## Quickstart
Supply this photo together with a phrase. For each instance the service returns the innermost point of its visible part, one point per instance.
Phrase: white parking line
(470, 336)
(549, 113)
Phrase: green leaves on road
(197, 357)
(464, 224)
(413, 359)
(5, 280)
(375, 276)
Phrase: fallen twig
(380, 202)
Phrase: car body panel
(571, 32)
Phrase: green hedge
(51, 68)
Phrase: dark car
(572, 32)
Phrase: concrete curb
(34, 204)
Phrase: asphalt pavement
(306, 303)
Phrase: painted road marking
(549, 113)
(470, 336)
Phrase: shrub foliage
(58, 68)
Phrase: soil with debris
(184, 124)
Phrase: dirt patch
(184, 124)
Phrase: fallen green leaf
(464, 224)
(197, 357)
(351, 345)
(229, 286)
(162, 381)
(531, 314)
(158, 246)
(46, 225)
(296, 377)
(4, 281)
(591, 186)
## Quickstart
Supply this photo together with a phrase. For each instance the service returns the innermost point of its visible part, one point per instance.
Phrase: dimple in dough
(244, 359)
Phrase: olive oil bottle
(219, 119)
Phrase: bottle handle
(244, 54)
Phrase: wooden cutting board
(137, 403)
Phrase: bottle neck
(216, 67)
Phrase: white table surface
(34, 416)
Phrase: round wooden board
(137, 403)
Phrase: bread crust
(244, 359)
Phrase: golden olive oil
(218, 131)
.....
**SHORT PROBLEM:** Reproduce every line of the records above word for word, from the first heading through the final point.

**RESPONSE TO THE EXERCISE:**
## Quickstart
Supply this photo together with a phrase. For each instance the service returns the innermost point of its visible part, one point per instance.
Phrase: white parking line
(470, 336)
(549, 113)
Phrase: green leaves on road
(197, 357)
(464, 224)
(413, 359)
(5, 280)
(375, 276)
Phrase: fallen twig
(380, 202)
Phrase: car body panel
(571, 32)
Phrase: green hedge
(51, 68)
Phrase: dark car
(572, 32)
Phrase: concrete curb
(34, 204)
Phrase: asphalt pavement
(306, 303)
Phrase: painted road marking
(549, 113)
(470, 336)
Phrase: shrub foliage
(58, 68)
Phrase: soil with debris
(184, 124)
Phrase: dirt patch
(184, 124)
Phrase: fallen green leaf
(464, 224)
(197, 357)
(351, 345)
(229, 286)
(162, 381)
(531, 314)
(158, 246)
(46, 225)
(296, 377)
(4, 281)
(591, 186)
## Quickstart
Supply this photo together with a phrase. For each instance the service returns the innermost point of its visible part, one point per instance.
Phrase: dimple in dough
(244, 359)
Phrase: olive oil bottle
(219, 119)
Phrase: bottle handle
(244, 54)
Phrase: wooden cutting board
(137, 403)
Phrase: bottle neck
(216, 67)
Phrase: white table surface
(34, 416)
Phrase: round wooden board
(137, 403)
Phrase: bread crust
(244, 359)
Phrase: golden olive oil
(218, 131)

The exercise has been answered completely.